**CHALLENGE:** Without the pictures, output the records below word for word.
_ _ _ _
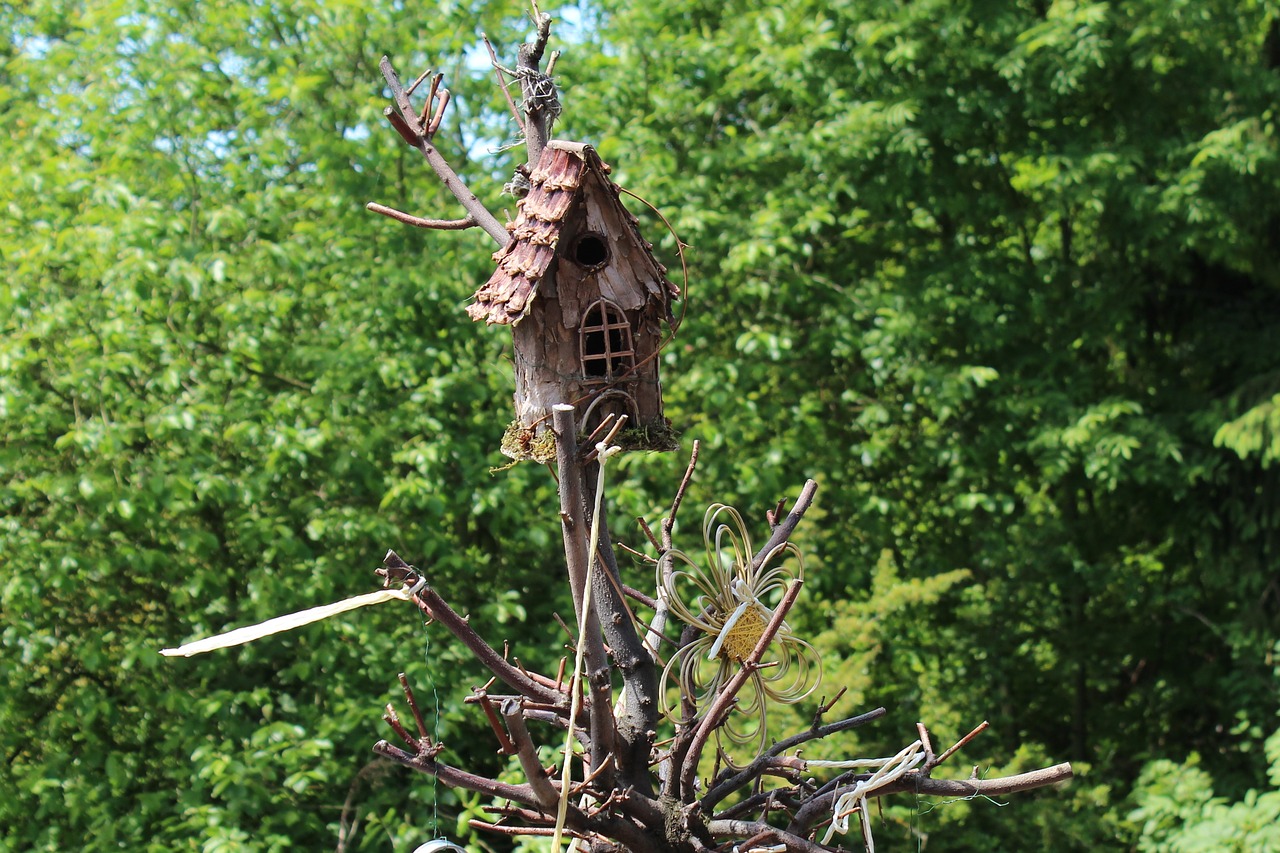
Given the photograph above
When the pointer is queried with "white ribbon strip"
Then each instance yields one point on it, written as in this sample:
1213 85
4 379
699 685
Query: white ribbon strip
288 621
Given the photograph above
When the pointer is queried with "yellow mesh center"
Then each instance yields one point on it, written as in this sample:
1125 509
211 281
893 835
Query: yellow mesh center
740 641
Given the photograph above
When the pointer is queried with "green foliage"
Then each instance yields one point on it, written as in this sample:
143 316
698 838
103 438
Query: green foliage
1178 811
1001 276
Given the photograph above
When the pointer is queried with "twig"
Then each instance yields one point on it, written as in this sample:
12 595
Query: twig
725 787
928 746
419 222
670 521
524 748
982 726
502 81
782 530
439 610
503 740
412 131
393 721
414 708
920 783
574 530
823 706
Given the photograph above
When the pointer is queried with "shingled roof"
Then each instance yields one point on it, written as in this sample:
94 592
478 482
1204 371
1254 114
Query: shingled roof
554 188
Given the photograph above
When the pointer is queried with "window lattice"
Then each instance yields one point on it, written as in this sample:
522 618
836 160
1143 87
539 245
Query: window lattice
604 341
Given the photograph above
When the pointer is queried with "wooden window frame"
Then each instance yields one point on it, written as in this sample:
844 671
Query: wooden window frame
613 356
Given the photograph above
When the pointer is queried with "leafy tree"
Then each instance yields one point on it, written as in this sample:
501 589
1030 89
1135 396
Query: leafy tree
1000 274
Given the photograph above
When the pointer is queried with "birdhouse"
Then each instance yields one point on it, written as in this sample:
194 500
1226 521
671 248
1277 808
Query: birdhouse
586 304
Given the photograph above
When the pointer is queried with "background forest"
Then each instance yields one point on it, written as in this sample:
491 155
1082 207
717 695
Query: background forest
1004 277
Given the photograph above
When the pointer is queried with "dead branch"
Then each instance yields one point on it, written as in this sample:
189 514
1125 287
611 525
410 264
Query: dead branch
782 530
524 747
575 530
919 781
412 129
731 781
419 222
430 602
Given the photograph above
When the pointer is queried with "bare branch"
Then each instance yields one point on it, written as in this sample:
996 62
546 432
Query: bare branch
919 781
722 788
411 128
782 530
950 751
524 747
502 81
574 528
435 607
417 222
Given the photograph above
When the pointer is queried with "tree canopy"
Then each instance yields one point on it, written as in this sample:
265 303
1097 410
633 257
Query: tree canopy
1000 276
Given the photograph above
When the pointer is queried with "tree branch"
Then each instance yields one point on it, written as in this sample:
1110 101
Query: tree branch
430 602
732 781
919 781
417 222
542 787
410 127
575 530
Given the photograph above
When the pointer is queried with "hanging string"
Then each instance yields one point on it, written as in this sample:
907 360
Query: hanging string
435 729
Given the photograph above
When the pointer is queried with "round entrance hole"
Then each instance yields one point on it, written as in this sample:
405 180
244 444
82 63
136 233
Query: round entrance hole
590 251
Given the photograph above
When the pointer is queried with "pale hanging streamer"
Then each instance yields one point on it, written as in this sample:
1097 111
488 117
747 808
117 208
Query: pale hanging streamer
890 771
603 454
289 621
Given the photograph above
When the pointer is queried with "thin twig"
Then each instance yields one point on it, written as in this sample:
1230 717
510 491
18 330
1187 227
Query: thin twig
412 706
982 726
502 81
419 222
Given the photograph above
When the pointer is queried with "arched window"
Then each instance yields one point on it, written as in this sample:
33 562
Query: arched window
604 342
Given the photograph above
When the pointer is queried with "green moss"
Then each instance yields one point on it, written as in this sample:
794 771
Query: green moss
522 442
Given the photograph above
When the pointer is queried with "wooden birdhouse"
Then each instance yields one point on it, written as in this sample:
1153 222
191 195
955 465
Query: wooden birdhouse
586 302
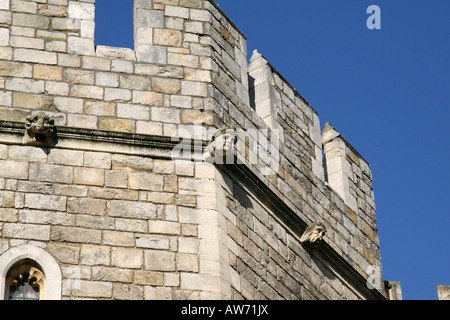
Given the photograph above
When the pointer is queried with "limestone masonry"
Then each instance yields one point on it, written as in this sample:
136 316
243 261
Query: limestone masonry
105 191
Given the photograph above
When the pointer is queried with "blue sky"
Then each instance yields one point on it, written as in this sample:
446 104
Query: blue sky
386 91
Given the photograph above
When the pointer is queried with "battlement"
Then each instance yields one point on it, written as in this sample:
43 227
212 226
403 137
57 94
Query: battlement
222 231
_ _ _ _
**TASK ANSWER:**
Given the photograph above
When the pointer is queried with "white ribbon strip"
Then each instance yields one point on it, written as in this sample:
1213 85
4 379
699 685
Query: white ribbon strip
288 621
Given the photograph above
When the pointer is queried with "yellow mesh center"
Then each instance yields one point on it, written as in this sample:
1125 509
211 281
893 835
Query: yellow mesh center
740 641
Given the photograph above
When the pointer is queried with "green foliage"
Then each instance yields one point on it, written as in this sample:
143 316
698 838
103 438
Query: green foliage
1178 811
1001 276
Given the photograph above
When the pointer is queried with "twig"
Then each instance yields one point on it, written as in this sample:
12 595
Query: twig
725 787
928 746
419 222
670 521
524 748
982 726
502 81
782 530
439 610
503 740
412 131
393 721
414 708
920 783
574 530
823 706
Given the photograph above
When the pointer is queried with "shingled roof"
Then each instance yields one point on it, written as in this sample:
94 592
478 482
1204 371
1254 114
Query: shingled roof
554 188
Given the photograph above
When the pointer is queried with "window lattice"
Then each instance yields one point on it, written as in this sample:
522 618
836 160
1143 87
539 245
Query: window lattice
604 341
Given the photograph above
When the pointer is queried with "wooden window frame"
Then each instance yields one point on it, written as in this sample:
844 671
Query: wooden window frame
613 356
Given the photograph above
When the pointer is queried with "leafy tree"
Then each instance yields one point on it, written as in this sample:
501 589
1030 89
1135 396
Query: leafy tree
1000 274
Given the photograph above
When the pointer is queried with "birdhouse"
Then each instance yields one point on it, written as in this sample:
194 500
1226 521
671 248
1277 808
Query: birdhouse
586 304
Given the photograph above
When the pointer is queried with "background forest"
Then each instance yields one point on it, written as in this sample:
491 155
1082 207
717 695
Query: background forest
1004 277
Given the photograph above
When the pointer is queried with "dead branch"
Then each instance yields one point on it, written as in this sample:
189 514
1125 287
611 525
410 264
Query: dead branch
782 530
524 747
575 530
919 781
412 129
731 781
419 222
430 602
Given the photograph above
When the pointer is queried with "bare branch"
Then each instance yields one point on it, written as in this sample:
996 62
546 432
Query: bare branch
919 781
722 788
411 128
782 530
950 751
524 747
502 81
574 528
435 607
417 222
Given the photograph above
When the pointer is queried with "tree canopy"
Then each instance yields one point on it, written as in this sample:
265 303
1097 410
633 257
Query: tree canopy
1000 276
Given the photograph above
When the pointer is queried with "tree branch"
Then each instance yields one point on it, written as in this sample:
1110 101
Query: tree branch
430 602
732 781
919 781
417 222
542 787
410 127
575 530
Given the photograph above
When the pointer is queried with "hanging string"
Then each instance yields one point on it, written as in this sample:
907 360
Query: hanging string
435 729
Given the photograph above
When the pointer is queried with "round entrance hole"
Then each instance yields one point on it, written as in this sample:
405 180
244 444
82 63
136 233
Query: round entrance hole
590 251
Given the photograph above
When the pointer is queried with "pale hanging streamer"
Then each instance yields one point on it, written as in this sample:
1097 111
488 117
747 808
117 208
Query: pale hanging streamer
890 771
603 454
289 621
Given the photograph above
When the pointer is queried with "thin twig"
Then each instance yields one point on it, written as in this sample:
1230 717
510 491
18 330
1187 227
Query: thin twig
412 706
982 726
502 81
419 222
Given the photograph above
When the pointer is queried with "arched window"
Then each instance yields one point on it, written as in this sample:
33 562
Query: arched window
604 342
Given the photograph above
When the pointer is queried with "green moss"
Then each instance yields one point on it, written as in this sample:
794 771
Query: green moss
522 442
Given the photograph above
When the pointer is queried with "wooden birdhouse"
Then each instance yields one point on it, written as in this sample:
1153 222
191 195
955 465
Query: wooden birdhouse
586 302
Given the photograph above
When the pointer is queried with "limestone masonry"
Then each instance yields one point on it, written as in this sample:
136 316
243 261
Query: limestone masonry
105 191
Given the photograph above
When the pointer is queried with "blue sky"
Then each instance yields one point on it, written as in this sample:
446 104
Query: blue sky
386 91
Given the photograph above
When the pointer is queried with "battlement"
Then each instance yields one point on it, written as in this sample:
43 227
212 226
403 137
57 94
Query: battlement
222 231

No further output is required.